- What you are asked to do
Rewrite the stretch from the start of the listing through the line containing "pixel 942 660", replacing "poster" with "placard" and leaving everything else unchanged.

>> Start Data lines

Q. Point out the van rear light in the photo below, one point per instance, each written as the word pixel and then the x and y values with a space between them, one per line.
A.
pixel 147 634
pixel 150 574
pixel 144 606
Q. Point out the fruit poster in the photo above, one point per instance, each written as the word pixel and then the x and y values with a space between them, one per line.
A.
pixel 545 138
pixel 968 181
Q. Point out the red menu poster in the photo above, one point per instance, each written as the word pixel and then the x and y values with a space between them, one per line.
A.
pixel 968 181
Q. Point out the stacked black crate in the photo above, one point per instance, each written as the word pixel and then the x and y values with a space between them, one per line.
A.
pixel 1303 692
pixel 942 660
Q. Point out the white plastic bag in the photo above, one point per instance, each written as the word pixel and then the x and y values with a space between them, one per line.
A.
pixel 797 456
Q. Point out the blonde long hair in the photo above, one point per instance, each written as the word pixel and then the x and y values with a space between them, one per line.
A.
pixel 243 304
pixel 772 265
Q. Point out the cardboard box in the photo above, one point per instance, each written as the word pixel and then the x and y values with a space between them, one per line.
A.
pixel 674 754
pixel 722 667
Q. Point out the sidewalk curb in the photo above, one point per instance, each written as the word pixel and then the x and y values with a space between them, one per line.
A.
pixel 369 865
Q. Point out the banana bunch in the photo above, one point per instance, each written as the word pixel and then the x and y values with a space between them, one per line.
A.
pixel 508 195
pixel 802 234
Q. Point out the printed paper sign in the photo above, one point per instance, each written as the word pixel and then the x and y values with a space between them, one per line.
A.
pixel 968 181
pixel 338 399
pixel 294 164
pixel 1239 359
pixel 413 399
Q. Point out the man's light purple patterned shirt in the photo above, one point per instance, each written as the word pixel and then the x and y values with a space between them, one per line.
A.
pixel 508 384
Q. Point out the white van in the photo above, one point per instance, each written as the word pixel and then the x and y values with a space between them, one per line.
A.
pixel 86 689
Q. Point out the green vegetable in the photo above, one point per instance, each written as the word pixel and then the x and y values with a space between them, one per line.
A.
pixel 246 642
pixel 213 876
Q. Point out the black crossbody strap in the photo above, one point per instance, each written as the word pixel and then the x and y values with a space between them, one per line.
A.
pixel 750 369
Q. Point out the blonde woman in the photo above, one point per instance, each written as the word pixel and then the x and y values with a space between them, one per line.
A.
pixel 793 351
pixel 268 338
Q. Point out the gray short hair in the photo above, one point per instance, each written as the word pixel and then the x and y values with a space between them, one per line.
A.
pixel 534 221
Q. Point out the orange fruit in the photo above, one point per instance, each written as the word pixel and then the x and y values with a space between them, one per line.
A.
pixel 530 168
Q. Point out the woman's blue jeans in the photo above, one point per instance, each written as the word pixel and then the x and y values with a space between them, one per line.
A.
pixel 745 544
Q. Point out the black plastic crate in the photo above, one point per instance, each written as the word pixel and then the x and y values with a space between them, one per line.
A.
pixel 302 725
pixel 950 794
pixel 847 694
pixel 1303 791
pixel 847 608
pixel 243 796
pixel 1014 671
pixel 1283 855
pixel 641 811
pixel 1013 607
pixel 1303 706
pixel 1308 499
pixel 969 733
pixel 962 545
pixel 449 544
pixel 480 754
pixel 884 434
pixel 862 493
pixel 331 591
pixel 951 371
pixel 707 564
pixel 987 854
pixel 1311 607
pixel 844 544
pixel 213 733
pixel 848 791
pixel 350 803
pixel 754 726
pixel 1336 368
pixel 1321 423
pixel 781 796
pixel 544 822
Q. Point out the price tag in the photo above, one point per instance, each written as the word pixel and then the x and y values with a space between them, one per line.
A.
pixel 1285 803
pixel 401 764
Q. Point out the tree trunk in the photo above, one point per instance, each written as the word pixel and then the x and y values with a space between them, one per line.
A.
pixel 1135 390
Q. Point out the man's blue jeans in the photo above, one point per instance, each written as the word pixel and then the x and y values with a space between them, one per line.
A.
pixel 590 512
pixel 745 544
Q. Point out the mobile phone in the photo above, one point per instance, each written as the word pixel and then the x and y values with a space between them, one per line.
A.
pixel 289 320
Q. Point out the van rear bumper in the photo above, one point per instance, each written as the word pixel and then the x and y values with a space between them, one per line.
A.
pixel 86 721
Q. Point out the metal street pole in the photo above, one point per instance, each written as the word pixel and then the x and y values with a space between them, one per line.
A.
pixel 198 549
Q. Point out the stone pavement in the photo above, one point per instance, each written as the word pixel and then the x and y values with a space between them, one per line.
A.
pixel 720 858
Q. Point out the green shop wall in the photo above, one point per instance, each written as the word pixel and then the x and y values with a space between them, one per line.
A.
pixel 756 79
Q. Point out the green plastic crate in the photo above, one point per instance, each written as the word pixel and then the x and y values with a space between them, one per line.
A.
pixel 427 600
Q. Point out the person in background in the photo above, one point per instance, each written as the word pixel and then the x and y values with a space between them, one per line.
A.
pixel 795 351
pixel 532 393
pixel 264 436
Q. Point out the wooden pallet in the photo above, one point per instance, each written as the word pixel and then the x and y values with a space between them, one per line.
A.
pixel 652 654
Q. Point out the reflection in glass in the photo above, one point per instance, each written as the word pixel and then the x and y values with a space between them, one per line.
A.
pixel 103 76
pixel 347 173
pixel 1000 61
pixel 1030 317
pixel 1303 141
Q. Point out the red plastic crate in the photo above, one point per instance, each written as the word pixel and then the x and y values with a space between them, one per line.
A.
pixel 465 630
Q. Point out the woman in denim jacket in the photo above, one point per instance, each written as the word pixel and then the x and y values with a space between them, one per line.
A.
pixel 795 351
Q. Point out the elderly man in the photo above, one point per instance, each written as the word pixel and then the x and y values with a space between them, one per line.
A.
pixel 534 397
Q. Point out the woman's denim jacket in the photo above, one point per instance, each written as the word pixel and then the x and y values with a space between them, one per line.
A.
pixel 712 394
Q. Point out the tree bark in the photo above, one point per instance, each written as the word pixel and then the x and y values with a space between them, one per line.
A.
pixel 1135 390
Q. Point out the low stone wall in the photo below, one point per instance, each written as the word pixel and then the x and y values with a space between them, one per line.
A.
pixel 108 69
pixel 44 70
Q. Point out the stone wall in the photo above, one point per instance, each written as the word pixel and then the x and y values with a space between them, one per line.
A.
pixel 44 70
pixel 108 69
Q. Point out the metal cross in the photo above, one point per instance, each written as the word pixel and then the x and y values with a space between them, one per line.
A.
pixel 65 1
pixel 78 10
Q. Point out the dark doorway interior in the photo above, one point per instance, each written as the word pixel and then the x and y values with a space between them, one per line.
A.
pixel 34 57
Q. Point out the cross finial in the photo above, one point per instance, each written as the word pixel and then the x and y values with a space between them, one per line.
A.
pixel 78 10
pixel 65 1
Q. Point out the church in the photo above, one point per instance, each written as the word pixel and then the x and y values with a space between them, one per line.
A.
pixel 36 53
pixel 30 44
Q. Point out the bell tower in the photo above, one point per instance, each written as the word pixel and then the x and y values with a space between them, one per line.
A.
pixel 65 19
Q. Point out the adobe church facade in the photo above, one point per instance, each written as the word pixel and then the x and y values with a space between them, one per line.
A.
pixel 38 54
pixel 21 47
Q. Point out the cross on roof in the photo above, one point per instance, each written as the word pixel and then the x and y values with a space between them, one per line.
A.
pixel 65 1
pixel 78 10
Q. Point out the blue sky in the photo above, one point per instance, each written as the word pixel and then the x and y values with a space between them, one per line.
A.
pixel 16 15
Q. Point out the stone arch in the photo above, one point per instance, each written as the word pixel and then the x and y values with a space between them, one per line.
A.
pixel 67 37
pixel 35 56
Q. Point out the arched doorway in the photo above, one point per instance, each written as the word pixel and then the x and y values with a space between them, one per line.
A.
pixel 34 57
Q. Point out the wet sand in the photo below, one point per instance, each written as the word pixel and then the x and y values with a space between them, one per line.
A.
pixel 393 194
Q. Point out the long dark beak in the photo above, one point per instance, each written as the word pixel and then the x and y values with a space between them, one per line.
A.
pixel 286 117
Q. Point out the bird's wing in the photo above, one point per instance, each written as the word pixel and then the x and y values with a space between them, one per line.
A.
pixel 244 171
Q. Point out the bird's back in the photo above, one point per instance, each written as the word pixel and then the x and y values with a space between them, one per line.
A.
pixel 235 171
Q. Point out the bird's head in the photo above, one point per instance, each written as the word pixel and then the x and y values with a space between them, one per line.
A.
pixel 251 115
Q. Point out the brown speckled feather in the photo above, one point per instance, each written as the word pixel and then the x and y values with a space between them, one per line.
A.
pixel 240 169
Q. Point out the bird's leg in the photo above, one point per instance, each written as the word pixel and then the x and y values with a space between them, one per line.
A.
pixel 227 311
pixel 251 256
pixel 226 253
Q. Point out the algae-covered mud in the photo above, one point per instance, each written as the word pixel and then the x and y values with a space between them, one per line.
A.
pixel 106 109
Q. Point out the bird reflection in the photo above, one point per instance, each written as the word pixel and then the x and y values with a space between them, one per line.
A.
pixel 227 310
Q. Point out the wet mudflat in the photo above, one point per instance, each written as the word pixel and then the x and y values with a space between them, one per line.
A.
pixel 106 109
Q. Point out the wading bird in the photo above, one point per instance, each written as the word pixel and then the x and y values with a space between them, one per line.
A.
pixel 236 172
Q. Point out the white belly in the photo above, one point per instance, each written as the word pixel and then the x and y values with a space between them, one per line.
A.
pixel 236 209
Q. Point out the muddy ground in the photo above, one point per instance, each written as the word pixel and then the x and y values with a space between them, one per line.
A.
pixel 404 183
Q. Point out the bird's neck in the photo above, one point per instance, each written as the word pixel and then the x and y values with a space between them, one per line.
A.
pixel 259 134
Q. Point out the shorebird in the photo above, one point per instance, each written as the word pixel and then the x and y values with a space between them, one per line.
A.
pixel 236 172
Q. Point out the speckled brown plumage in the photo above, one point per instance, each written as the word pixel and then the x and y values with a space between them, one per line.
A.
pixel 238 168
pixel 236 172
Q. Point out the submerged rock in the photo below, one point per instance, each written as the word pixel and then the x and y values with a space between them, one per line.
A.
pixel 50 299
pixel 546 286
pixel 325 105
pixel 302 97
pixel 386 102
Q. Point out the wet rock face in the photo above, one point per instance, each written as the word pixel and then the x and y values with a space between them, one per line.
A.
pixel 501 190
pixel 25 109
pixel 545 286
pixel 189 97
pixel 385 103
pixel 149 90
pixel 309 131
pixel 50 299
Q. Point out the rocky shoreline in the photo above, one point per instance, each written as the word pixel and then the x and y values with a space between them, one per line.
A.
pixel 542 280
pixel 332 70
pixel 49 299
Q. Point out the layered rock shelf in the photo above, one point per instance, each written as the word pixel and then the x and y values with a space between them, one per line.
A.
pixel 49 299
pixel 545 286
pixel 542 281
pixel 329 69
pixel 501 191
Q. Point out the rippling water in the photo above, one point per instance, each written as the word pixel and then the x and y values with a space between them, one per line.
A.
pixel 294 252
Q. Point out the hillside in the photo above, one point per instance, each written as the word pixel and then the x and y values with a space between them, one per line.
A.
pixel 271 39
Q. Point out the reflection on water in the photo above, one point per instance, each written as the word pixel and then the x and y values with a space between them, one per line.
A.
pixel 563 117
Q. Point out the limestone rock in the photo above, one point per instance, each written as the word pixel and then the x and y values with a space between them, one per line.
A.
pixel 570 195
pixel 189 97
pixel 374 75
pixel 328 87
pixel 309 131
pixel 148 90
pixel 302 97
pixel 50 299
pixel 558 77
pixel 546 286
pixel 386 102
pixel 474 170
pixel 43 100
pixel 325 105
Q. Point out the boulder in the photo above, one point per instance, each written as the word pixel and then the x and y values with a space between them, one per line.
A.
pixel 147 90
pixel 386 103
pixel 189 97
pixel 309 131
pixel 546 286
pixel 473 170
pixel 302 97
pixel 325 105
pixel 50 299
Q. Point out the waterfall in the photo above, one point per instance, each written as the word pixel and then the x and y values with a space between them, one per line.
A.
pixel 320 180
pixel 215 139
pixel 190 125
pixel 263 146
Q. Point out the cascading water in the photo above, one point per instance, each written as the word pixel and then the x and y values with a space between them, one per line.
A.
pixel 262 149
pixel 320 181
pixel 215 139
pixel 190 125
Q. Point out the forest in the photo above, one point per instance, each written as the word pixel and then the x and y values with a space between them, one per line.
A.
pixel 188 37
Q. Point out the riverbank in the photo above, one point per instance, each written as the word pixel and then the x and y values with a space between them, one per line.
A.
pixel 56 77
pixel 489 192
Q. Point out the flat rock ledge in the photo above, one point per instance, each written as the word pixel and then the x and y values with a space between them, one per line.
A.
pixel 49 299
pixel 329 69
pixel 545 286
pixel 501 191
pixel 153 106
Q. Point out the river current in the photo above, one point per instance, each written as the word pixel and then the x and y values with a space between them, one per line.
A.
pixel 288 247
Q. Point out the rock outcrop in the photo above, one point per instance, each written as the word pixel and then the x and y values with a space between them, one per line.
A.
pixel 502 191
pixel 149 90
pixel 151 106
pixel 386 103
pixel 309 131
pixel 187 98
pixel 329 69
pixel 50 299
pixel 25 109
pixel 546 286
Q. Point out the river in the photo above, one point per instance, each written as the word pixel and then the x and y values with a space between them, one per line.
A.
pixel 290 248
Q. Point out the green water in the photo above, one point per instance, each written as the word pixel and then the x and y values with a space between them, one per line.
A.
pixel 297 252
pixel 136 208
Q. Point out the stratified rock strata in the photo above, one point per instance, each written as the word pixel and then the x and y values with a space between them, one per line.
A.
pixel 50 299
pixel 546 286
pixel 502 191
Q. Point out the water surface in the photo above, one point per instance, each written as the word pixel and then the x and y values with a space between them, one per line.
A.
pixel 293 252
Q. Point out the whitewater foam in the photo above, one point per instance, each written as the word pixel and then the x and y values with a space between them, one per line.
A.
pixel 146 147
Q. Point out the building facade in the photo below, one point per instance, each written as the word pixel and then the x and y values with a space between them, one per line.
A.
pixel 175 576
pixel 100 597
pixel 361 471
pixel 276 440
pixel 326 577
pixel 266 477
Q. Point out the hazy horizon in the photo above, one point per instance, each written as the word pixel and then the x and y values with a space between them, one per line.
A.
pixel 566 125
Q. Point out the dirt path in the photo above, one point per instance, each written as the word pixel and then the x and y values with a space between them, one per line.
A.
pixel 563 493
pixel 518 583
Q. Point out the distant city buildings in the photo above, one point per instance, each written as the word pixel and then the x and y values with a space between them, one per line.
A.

>> End Data lines

- Task response
Q. Point out the van rear light in the photo below, one point per instance, each written as the word pixel and then the x and y values with a space between them, one per line.
A.
pixel 147 634
pixel 150 574
pixel 144 606
Q. Point out the fruit placard in the photo above, one point per instance, each written as the word pixel and then the x and y values with a space between them, one per line.
A.
pixel 545 138
pixel 968 181
Q. Point out the red menu placard in the photo above, one point per instance, each written as the word pixel and then the x and y values with a space between them, one per line.
A.
pixel 968 181
Q. Point out the stacked black crate in the photo above, one point per instance, each written as the word pixel and then the x and y values with a space between them, one per line.
A.
pixel 1303 692
pixel 942 660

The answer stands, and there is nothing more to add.